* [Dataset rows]
## begin

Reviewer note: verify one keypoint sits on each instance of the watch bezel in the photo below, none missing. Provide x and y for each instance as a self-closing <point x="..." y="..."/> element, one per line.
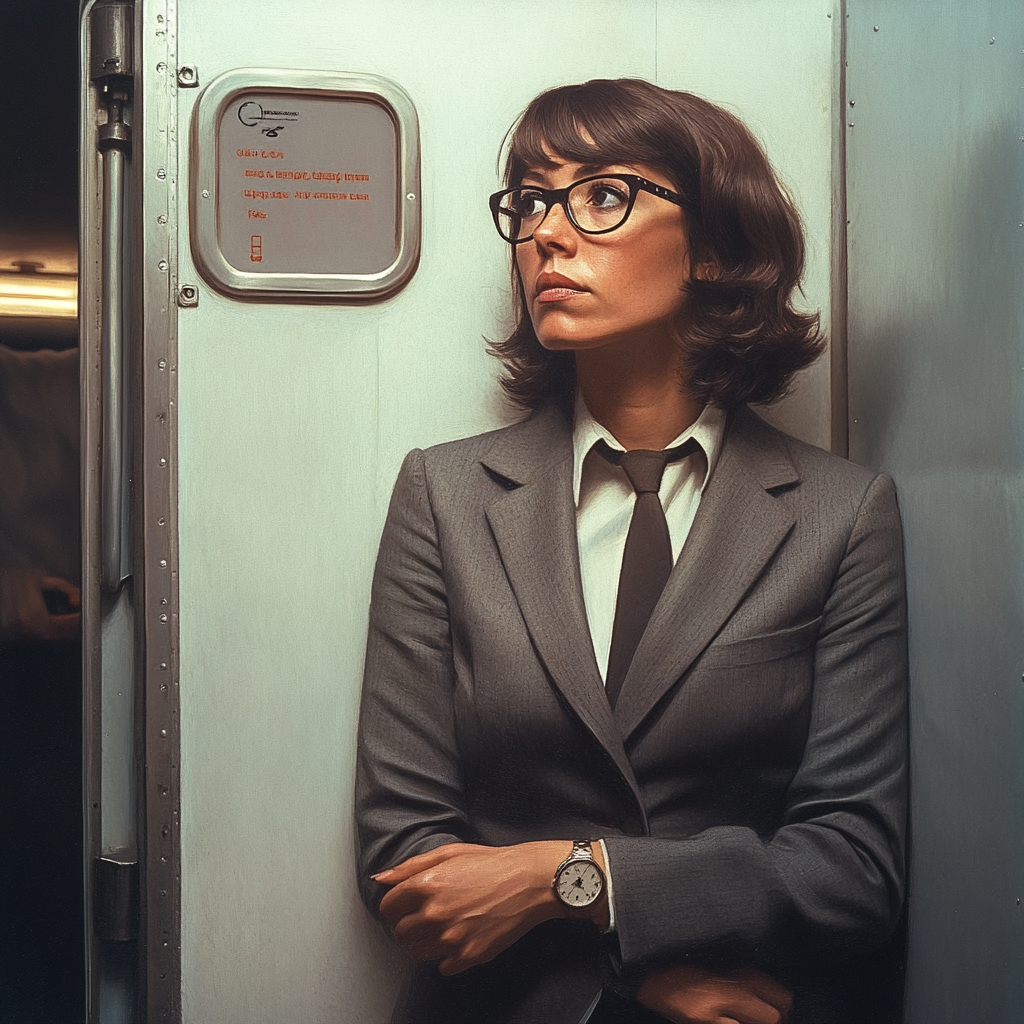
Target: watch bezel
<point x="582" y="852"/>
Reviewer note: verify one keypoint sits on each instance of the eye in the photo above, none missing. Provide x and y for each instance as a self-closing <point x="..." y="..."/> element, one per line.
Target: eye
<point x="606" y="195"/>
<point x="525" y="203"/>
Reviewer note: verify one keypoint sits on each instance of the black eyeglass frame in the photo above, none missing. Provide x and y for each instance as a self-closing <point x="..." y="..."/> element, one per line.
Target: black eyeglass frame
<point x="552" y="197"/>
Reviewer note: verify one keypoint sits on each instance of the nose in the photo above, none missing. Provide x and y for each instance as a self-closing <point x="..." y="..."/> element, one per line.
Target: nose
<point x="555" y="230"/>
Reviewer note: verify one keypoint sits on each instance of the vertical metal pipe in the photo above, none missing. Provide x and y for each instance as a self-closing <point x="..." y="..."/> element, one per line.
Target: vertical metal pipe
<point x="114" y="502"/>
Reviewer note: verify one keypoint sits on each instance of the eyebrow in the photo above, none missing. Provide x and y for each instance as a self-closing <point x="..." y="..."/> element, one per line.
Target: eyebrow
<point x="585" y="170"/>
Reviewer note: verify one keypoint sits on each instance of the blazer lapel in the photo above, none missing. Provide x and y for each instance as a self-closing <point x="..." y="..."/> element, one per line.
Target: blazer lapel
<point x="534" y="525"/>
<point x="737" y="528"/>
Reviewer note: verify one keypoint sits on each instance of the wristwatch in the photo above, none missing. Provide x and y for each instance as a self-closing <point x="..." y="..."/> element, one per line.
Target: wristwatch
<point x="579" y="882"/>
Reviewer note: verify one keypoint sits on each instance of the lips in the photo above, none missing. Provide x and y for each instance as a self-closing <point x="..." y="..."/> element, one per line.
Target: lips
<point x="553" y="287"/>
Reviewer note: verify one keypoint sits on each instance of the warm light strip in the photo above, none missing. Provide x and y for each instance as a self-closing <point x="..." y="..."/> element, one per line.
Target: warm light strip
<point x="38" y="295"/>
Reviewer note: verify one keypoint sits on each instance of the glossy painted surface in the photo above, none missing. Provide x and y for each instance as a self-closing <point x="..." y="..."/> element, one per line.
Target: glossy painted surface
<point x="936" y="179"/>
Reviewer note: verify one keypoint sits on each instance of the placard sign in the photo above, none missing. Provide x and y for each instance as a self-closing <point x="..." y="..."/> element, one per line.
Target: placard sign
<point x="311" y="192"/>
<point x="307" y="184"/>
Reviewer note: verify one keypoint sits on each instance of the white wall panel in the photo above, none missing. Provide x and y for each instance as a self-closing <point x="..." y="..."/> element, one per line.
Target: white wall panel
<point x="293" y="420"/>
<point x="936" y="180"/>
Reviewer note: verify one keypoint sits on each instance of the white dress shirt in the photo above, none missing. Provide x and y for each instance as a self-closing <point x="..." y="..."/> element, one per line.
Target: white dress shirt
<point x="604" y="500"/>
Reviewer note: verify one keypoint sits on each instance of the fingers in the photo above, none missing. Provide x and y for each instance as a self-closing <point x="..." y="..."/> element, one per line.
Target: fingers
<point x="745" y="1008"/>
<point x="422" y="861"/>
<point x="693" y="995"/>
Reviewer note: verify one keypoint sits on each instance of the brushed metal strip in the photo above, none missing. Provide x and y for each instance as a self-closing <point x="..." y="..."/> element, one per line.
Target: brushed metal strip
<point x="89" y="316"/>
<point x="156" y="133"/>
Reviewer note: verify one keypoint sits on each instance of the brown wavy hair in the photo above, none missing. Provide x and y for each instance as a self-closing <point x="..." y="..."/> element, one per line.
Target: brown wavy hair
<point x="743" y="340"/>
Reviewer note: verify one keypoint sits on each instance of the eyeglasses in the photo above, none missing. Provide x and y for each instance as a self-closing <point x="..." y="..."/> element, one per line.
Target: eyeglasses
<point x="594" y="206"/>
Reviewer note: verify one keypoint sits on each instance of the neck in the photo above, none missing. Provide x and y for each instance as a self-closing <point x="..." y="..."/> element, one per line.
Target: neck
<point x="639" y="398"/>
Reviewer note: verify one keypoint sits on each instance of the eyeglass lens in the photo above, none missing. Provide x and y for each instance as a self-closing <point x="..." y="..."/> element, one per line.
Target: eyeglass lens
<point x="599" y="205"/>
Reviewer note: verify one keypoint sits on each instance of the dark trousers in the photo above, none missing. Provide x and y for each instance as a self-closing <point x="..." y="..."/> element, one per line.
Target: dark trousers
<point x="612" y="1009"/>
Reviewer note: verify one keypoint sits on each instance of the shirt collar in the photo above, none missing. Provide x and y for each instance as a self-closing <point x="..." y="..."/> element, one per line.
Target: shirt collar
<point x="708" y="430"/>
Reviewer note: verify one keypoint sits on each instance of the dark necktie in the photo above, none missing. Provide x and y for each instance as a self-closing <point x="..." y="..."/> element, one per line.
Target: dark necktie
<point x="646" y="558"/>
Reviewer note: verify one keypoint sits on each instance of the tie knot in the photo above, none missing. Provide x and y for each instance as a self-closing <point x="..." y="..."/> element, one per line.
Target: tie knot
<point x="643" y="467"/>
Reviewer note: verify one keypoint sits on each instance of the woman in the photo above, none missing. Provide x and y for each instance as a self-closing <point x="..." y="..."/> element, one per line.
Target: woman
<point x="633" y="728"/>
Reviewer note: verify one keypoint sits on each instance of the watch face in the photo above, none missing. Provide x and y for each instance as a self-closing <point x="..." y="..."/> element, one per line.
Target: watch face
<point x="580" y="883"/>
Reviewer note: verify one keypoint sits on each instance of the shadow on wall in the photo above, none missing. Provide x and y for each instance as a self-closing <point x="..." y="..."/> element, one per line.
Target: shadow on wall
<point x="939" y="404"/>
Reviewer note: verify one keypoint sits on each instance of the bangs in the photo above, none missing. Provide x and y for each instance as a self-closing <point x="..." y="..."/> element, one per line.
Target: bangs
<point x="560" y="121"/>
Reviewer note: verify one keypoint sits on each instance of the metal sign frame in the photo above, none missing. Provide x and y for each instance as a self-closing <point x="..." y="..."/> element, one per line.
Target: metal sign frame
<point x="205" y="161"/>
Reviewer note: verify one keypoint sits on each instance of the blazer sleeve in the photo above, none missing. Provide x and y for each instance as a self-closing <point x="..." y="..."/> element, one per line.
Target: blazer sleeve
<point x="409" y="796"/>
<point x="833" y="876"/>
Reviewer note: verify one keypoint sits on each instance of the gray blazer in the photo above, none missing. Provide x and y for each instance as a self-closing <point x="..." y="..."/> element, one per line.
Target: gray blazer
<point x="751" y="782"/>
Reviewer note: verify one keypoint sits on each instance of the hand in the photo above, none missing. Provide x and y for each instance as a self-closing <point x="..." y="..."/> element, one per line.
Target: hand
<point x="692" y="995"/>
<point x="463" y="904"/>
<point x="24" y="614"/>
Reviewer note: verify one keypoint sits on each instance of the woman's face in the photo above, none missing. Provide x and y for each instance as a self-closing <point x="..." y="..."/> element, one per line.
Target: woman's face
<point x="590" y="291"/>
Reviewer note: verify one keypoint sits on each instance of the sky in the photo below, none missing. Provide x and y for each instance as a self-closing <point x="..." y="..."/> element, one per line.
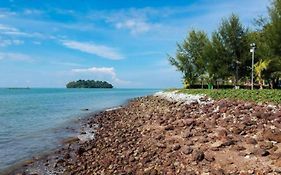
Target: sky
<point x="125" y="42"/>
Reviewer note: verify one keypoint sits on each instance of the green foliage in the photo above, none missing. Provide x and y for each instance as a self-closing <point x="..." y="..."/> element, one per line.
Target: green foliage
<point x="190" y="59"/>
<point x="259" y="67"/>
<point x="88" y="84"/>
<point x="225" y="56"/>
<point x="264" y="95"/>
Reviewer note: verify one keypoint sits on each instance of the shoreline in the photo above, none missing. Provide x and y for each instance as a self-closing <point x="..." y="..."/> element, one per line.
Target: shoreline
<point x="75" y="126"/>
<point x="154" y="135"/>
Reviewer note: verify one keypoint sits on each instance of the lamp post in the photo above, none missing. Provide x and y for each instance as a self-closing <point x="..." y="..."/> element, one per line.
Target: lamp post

## end

Rewrite the listing as a Markdown table with columns Row and Line, starting with the line that contains "of the lamp" and going on through the final line of the listing. Number each line in Row, and leave out any blank lines.

* [FULL ANSWER]
| Row | Line |
|---|---|
| 1 | Reviewer note: verify one keypoint sits on each instance of the lamp post in the photo above, none missing. Provide x and y for each instance as a self-closing <point x="..." y="..."/> element, one per line. |
| 2 | Target: lamp post |